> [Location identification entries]
____________________
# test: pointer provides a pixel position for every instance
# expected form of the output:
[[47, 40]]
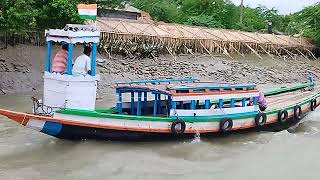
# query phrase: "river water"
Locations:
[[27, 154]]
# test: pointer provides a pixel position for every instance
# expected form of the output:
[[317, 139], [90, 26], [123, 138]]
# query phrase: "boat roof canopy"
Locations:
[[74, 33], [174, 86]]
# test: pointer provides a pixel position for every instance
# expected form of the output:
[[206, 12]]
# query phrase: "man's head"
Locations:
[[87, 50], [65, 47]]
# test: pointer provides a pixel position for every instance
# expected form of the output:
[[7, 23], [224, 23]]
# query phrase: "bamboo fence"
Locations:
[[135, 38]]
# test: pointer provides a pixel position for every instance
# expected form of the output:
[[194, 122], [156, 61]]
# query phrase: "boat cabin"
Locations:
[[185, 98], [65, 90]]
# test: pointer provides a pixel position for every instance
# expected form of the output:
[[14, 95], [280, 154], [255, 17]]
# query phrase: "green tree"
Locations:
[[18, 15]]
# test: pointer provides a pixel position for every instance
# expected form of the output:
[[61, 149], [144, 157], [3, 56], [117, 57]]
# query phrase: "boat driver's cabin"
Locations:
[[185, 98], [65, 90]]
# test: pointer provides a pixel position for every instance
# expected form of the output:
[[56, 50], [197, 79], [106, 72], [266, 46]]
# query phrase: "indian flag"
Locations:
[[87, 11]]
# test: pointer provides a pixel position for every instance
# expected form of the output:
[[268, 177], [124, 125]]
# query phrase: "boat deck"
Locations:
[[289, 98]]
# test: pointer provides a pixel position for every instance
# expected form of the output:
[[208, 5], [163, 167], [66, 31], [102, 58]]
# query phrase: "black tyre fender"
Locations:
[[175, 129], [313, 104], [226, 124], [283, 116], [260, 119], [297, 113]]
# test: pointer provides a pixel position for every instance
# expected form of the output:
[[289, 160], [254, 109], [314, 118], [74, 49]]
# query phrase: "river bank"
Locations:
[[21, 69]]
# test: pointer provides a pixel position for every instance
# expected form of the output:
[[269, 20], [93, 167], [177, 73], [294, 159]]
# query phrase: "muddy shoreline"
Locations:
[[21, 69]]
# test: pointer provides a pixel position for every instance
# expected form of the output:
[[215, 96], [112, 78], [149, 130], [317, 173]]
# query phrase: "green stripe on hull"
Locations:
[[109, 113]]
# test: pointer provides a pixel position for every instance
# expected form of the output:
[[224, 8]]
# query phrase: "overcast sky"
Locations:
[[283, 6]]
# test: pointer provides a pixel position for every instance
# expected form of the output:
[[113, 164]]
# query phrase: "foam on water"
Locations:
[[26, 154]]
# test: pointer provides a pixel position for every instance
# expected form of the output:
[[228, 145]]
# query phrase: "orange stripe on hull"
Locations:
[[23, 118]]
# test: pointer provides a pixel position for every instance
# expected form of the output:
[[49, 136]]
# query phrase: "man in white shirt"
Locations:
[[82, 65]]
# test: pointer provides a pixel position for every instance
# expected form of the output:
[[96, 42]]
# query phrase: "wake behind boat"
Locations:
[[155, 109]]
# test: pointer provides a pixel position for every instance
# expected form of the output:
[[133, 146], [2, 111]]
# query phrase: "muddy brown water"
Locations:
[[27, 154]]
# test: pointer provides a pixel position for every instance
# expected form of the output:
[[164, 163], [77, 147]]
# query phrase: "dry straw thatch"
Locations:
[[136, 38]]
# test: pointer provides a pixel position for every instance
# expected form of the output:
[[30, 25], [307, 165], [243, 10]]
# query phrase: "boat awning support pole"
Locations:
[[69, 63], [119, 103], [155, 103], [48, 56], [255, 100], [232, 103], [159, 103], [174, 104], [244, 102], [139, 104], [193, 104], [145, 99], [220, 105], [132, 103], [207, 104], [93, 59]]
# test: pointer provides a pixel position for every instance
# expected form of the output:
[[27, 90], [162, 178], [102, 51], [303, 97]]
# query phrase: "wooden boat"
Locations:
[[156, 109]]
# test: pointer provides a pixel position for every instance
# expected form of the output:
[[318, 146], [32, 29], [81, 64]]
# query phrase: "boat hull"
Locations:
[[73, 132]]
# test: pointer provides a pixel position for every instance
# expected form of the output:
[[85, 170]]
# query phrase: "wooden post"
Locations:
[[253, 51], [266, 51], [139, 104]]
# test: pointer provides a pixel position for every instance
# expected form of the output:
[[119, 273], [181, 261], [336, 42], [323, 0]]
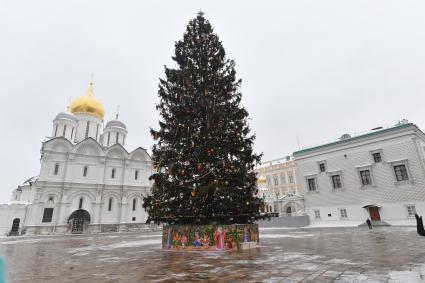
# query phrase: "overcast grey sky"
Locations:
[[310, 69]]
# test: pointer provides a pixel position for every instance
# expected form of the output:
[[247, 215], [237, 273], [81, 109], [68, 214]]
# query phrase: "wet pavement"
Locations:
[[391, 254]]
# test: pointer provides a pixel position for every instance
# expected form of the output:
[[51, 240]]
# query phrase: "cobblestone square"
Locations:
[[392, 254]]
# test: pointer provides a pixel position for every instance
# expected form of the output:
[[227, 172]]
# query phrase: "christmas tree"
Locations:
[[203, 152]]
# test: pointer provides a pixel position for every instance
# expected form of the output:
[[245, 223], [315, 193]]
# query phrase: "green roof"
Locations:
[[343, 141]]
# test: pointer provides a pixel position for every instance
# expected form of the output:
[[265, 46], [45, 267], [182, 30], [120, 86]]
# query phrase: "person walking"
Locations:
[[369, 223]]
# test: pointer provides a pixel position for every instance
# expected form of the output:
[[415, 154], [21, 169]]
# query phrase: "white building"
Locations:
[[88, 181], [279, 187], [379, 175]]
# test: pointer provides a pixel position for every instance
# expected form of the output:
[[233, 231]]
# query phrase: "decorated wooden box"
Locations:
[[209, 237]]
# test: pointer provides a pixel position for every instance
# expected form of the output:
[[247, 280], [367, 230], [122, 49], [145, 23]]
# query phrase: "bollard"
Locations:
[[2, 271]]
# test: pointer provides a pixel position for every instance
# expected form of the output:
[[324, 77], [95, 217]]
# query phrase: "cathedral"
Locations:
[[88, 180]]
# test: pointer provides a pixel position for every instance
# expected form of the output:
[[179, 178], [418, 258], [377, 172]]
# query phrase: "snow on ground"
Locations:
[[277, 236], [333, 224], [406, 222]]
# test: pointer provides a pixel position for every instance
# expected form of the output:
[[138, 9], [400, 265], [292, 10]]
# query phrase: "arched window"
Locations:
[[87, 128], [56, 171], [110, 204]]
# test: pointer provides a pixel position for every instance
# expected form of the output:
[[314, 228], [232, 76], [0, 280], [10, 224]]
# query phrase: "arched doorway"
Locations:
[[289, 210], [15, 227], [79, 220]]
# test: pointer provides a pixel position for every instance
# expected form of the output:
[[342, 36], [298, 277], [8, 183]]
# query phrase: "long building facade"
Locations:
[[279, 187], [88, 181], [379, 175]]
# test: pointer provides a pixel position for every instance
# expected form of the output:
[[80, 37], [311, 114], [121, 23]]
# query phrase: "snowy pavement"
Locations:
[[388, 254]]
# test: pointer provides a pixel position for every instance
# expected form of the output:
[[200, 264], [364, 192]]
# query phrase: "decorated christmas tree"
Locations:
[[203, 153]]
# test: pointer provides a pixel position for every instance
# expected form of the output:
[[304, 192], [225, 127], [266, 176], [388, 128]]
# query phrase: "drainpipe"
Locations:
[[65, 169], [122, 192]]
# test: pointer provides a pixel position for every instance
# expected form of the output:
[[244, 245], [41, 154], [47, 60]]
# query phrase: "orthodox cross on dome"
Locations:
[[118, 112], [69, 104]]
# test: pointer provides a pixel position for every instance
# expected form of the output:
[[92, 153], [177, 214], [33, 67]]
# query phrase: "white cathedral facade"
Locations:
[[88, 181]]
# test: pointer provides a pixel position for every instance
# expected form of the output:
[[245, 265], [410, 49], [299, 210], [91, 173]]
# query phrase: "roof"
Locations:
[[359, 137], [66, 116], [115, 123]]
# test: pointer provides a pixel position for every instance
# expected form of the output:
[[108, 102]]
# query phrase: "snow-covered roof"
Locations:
____________________
> [TASK TO CARRY OUT] From the beginning of the records through the line containing "[[289, 98]]", inclusive, rewrite the lines with "query phrase" swapped for "search phrase" and nothing else changed. Omit the pictures from your answer.

> [RESPONSE TO THE EXERCISE]
# test: pointer provides a pixel position for every instance
# expected form of the output:
[[47, 40]]
# search phrase: "river water"
Locations:
[[27, 154]]
# test: pointer provides a pixel position for every instance
# expected form of the output:
[[317, 139], [90, 26], [123, 138]]
# search phrase: "boat roof canopy"
Locations:
[[74, 33], [174, 86]]
# test: pointer provides a pixel position for every instance
# expected form of the output:
[[206, 12]]
# search phrase: "man's head"
Locations:
[[87, 50], [65, 47]]
# test: pointer provides a pixel position for every instance
# expected form of the output:
[[7, 23], [224, 23]]
# search phrase: "bamboo fence"
Locations:
[[135, 38]]
# test: pointer provides a pixel position for every instance
# expected form of the output:
[[194, 122], [156, 61]]
# search phrase: "boat cabin"
Locations:
[[185, 98], [65, 90]]
# test: pointer provides a pixel position for every instance
# expected form of the output:
[[14, 95], [280, 154], [255, 17]]
# search phrase: "green tree"
Locations:
[[18, 15]]
# test: pointer provides a pixel position for every instance
# expected form of the output:
[[61, 149], [144, 157], [3, 56], [117, 57]]
# search phrase: "boat driver's cabin"
Locations:
[[185, 98], [65, 90]]
# test: pointer provides a pixel position for every instance
# expected form of the output:
[[56, 50], [197, 79], [106, 72], [266, 46]]
# search phrase: "indian flag"
Locations:
[[87, 11]]
# test: pointer provides a pixel position for every instance
# expected form of the output:
[[268, 177], [124, 125]]
# search phrase: "boat deck"
Locations:
[[289, 98]]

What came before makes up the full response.